(Your instructions) The exact lines of the listing, from its first through the line that contains "237, row 3.", are to make up the answer, and pictures are to be left out.

+++

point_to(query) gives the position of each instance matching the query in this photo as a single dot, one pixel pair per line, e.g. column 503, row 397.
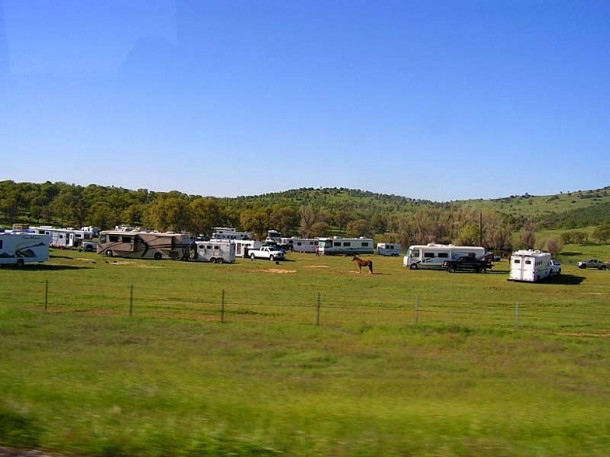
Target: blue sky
column 440, row 100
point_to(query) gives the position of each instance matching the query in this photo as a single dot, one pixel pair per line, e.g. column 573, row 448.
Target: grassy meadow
column 120, row 357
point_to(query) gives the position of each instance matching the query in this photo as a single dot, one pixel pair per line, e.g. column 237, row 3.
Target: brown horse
column 363, row 263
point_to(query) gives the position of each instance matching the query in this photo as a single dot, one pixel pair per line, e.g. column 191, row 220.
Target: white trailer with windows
column 432, row 256
column 213, row 251
column 304, row 244
column 530, row 266
column 345, row 246
column 20, row 248
column 389, row 249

+++

(Answer for this exercise)
point_to(query) gives the position of each instance matching the query in this photo as a single dot, one pixel pair per line, e.g. column 503, row 397.
Target: blue sky
column 440, row 100
point_to(query) gives the position of each instance matching the query in this photo as a single dot, one pixel pair per line, e.g. column 573, row 448.
Target: grassy meadow
column 120, row 357
point_to(query) gives the position of each instance matching the query in this photo as a single dot, one pixel pair per line, e.g. column 237, row 3.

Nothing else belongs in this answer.